Look at the entries below and restate word for word the lines from the first through the one that has "point: horizontal log".

Records excerpted from a collection:
──────────────────────────────

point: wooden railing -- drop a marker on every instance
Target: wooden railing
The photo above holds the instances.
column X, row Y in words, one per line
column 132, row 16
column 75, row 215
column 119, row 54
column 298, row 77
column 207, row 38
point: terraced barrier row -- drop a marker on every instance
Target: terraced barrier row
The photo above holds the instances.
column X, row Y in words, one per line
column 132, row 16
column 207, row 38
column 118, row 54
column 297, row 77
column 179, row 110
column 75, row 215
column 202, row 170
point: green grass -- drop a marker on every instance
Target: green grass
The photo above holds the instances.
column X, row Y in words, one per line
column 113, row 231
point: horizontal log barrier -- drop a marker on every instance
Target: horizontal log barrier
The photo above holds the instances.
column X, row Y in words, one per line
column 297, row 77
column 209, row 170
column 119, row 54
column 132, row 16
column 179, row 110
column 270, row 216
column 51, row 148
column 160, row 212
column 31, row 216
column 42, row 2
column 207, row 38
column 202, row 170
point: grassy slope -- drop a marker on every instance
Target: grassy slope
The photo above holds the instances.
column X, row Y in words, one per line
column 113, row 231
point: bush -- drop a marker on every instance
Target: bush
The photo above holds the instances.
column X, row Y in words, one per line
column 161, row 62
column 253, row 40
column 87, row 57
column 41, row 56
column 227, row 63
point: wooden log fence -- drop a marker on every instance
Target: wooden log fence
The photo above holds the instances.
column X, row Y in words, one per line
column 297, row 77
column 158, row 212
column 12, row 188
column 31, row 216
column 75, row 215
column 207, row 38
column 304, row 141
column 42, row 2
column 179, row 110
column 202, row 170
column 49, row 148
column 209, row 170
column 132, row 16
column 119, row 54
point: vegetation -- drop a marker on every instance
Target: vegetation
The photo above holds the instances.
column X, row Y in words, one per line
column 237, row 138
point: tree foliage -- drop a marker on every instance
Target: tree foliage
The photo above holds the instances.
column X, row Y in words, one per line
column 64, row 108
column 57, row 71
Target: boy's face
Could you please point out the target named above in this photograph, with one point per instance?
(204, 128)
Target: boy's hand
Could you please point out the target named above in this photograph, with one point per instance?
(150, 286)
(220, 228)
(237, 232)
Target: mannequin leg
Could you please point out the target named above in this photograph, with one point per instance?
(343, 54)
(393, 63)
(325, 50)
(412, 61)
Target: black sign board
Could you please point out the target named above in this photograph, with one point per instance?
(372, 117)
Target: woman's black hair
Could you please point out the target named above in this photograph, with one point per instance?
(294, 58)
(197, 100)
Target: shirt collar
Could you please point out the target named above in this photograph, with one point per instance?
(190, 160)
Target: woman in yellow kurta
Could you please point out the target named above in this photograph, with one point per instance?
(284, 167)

──────────────────────────────

COMPLETED TASK |
point: wooden railing -- drop a marker on every instance
Target: wooden railing
The photo above holds the instances.
column X, row Y in words, one per line
column 132, row 16
column 75, row 215
column 119, row 54
column 298, row 77
column 207, row 38
point: terraced barrier row -- drop a marker on every instance
Target: terraced barrier row
The photo above holds the instances.
column X, row Y in words, one per line
column 132, row 16
column 207, row 38
column 118, row 54
column 297, row 77
column 179, row 110
column 75, row 215
column 202, row 170
point: green grass -- drop a marker on every instance
Target: green grass
The photo above holds the instances.
column X, row Y in words, one per line
column 113, row 231
point: horizontal log barrier -- drop a marker on every instance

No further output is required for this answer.